EXERCISE BRIEF: Reproduce all the lines exactly as they stand, apart from the pictures.

[Labeled contour entries]
* START *

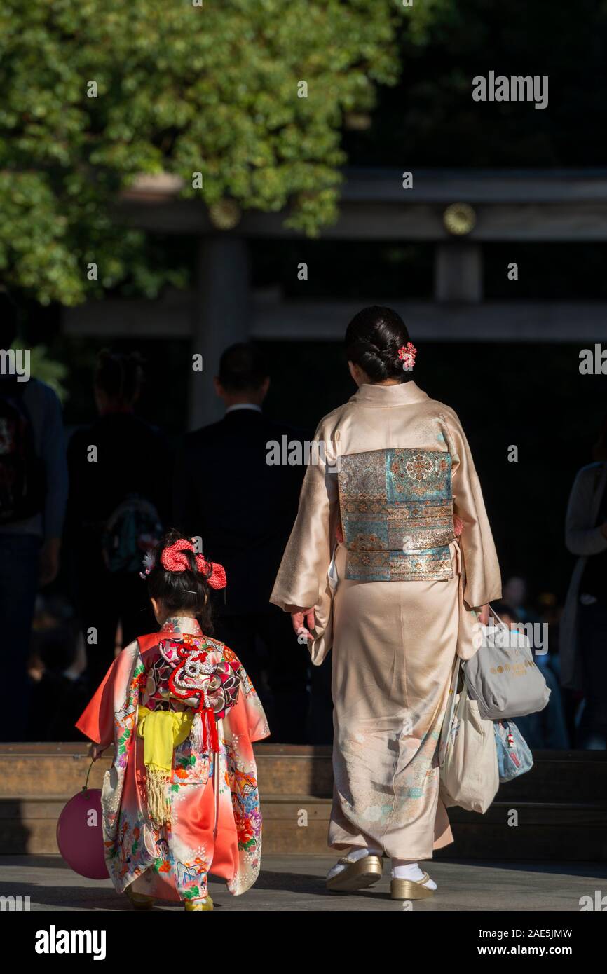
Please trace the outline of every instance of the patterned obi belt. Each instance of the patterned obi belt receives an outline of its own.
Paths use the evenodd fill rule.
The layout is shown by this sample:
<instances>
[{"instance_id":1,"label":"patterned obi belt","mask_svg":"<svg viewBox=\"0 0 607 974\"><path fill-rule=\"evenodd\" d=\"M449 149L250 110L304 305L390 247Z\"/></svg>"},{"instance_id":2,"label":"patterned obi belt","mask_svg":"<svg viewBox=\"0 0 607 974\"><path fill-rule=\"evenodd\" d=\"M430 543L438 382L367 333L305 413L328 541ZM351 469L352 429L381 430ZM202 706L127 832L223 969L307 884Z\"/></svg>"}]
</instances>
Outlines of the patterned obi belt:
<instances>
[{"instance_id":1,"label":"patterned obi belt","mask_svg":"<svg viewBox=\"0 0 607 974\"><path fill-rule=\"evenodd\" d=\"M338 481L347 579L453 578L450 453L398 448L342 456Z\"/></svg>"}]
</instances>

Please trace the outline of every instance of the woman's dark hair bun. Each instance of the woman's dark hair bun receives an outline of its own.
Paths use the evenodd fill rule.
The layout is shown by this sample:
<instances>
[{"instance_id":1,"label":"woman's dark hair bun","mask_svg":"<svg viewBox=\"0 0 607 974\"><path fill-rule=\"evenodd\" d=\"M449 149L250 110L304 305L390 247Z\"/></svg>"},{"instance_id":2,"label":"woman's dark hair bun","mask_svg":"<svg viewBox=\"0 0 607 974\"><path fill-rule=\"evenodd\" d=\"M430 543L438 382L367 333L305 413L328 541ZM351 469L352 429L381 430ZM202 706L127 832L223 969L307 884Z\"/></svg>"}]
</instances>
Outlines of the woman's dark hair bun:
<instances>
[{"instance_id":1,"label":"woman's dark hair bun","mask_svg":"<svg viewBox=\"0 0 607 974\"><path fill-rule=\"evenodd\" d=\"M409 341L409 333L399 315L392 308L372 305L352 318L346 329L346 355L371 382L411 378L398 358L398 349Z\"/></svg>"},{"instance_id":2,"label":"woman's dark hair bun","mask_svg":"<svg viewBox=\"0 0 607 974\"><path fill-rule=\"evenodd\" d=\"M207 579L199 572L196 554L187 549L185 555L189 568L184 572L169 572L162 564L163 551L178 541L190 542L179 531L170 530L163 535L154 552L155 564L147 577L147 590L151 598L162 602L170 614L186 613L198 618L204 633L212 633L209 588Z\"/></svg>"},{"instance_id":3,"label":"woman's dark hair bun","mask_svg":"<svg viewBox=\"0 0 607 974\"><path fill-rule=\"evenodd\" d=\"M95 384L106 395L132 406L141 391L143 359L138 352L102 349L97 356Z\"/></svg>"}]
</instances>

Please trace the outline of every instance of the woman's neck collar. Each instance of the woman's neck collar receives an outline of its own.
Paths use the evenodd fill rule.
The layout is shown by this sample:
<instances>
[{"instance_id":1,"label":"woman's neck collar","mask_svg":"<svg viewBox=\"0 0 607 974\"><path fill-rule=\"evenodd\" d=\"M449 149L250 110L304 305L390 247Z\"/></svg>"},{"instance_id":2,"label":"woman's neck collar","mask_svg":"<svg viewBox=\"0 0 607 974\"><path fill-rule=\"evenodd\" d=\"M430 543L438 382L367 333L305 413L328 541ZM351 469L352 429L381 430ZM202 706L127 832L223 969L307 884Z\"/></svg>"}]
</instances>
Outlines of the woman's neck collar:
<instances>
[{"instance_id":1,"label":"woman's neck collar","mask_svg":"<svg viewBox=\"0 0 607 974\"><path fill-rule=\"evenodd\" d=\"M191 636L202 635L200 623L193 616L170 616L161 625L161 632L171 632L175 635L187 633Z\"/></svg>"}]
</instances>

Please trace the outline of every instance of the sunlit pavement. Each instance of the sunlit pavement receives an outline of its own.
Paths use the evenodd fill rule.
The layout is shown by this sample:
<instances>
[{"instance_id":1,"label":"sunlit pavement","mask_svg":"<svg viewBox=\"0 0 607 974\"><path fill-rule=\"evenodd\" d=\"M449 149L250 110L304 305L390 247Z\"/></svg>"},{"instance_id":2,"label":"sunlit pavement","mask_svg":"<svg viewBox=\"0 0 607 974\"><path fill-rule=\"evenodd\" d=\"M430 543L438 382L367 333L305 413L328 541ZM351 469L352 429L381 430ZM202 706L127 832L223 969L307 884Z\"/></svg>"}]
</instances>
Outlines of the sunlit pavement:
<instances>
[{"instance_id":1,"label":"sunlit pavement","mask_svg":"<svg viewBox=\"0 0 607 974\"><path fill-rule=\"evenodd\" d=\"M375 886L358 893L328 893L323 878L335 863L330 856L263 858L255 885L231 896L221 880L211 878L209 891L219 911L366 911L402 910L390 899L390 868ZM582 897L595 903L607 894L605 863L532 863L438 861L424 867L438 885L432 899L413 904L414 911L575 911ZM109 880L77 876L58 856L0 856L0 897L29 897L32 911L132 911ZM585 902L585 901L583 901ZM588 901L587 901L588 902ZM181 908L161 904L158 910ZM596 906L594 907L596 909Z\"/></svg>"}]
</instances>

* END *

SOLUTION:
Please trace the outline of every instance of the patterned obi belt. Each instance of the patterned obi belt receives an outline of its own.
Paths use the evenodd fill rule.
The layout is shown by this sample:
<instances>
[{"instance_id":1,"label":"patterned obi belt","mask_svg":"<svg viewBox=\"0 0 607 974\"><path fill-rule=\"evenodd\" d=\"M449 149L250 110L304 305L390 247Z\"/></svg>"},{"instance_id":2,"label":"patterned obi belt","mask_svg":"<svg viewBox=\"0 0 607 974\"><path fill-rule=\"evenodd\" d=\"M430 543L438 382L367 333L305 413L328 541ZM351 469L352 429L381 430ZM202 706L127 832L223 969L307 884Z\"/></svg>"}]
</instances>
Outlines of the patterned obi belt:
<instances>
[{"instance_id":1,"label":"patterned obi belt","mask_svg":"<svg viewBox=\"0 0 607 974\"><path fill-rule=\"evenodd\" d=\"M338 481L347 579L453 578L450 453L398 448L342 456Z\"/></svg>"}]
</instances>

Please trace the outline of every instance of the woman's dark hair bun. Each instance of the woman's dark hair bun receives an outline of its own.
Paths use the evenodd fill rule.
The layout is shown by this sample:
<instances>
[{"instance_id":1,"label":"woman's dark hair bun","mask_svg":"<svg viewBox=\"0 0 607 974\"><path fill-rule=\"evenodd\" d=\"M449 149L250 110L304 305L390 247Z\"/></svg>"},{"instance_id":2,"label":"woman's dark hair bun","mask_svg":"<svg viewBox=\"0 0 607 974\"><path fill-rule=\"evenodd\" d=\"M430 543L438 382L367 333L305 413L328 541ZM351 469L352 429L381 430ZM202 706L127 832L223 969L307 884Z\"/></svg>"}]
</instances>
Outlines of the woman's dark hair bun:
<instances>
[{"instance_id":1,"label":"woman's dark hair bun","mask_svg":"<svg viewBox=\"0 0 607 974\"><path fill-rule=\"evenodd\" d=\"M409 341L409 333L399 315L392 308L372 305L352 318L346 329L346 355L371 382L411 378L398 358L398 349Z\"/></svg>"},{"instance_id":2,"label":"woman's dark hair bun","mask_svg":"<svg viewBox=\"0 0 607 974\"><path fill-rule=\"evenodd\" d=\"M207 579L199 572L196 554L187 549L185 555L189 568L184 572L169 572L162 564L163 551L178 541L190 542L179 531L170 530L163 535L154 552L155 564L147 577L147 590L151 598L162 602L170 614L186 613L198 618L204 633L212 633L209 588Z\"/></svg>"},{"instance_id":3,"label":"woman's dark hair bun","mask_svg":"<svg viewBox=\"0 0 607 974\"><path fill-rule=\"evenodd\" d=\"M95 384L106 395L132 406L141 391L143 359L138 352L102 349L97 356Z\"/></svg>"}]
</instances>

Please trace the outline of every instance of the woman's neck collar. Each instance of the woman's neck collar receives an outline of its own.
Paths use the evenodd fill rule.
The layout is shown by this sample:
<instances>
[{"instance_id":1,"label":"woman's neck collar","mask_svg":"<svg viewBox=\"0 0 607 974\"><path fill-rule=\"evenodd\" d=\"M449 149L250 110L304 305L390 247Z\"/></svg>"},{"instance_id":2,"label":"woman's neck collar","mask_svg":"<svg viewBox=\"0 0 607 974\"><path fill-rule=\"evenodd\" d=\"M430 543L438 382L367 333L305 413L328 541ZM351 469L352 429L381 430ZM202 706L127 832L223 969L307 884Z\"/></svg>"}]
</instances>
Outlines of the woman's neck collar:
<instances>
[{"instance_id":1,"label":"woman's neck collar","mask_svg":"<svg viewBox=\"0 0 607 974\"><path fill-rule=\"evenodd\" d=\"M191 636L202 635L200 623L193 616L170 616L161 625L161 632L171 632L175 635L187 633Z\"/></svg>"}]
</instances>

Please trace the outline of every instance of the sunlit pavement. Each instance of the sunlit pavement receives an outline of its own.
Paths use the evenodd fill rule.
The layout is shown by this sample:
<instances>
[{"instance_id":1,"label":"sunlit pavement","mask_svg":"<svg viewBox=\"0 0 607 974\"><path fill-rule=\"evenodd\" d=\"M449 149L250 110L304 305L390 247Z\"/></svg>"},{"instance_id":2,"label":"sunlit pavement","mask_svg":"<svg viewBox=\"0 0 607 974\"><path fill-rule=\"evenodd\" d=\"M430 543L438 382L367 333L305 413L328 541ZM351 469L352 429L381 430ZM202 706L127 832L223 969L307 884Z\"/></svg>"}]
</instances>
Outlines of the sunlit pavement:
<instances>
[{"instance_id":1,"label":"sunlit pavement","mask_svg":"<svg viewBox=\"0 0 607 974\"><path fill-rule=\"evenodd\" d=\"M375 886L358 893L328 893L323 878L335 863L330 856L263 858L255 885L231 896L221 880L211 878L209 891L219 911L366 911L402 910L390 899L390 868ZM582 897L595 903L607 894L605 863L532 863L438 861L424 867L438 885L432 899L413 904L414 911L575 911ZM109 880L77 876L58 856L0 856L0 897L29 897L32 911L132 911ZM585 902L585 901L583 901ZM588 901L587 901L588 902ZM181 908L161 904L158 910ZM596 906L594 907L596 909Z\"/></svg>"}]
</instances>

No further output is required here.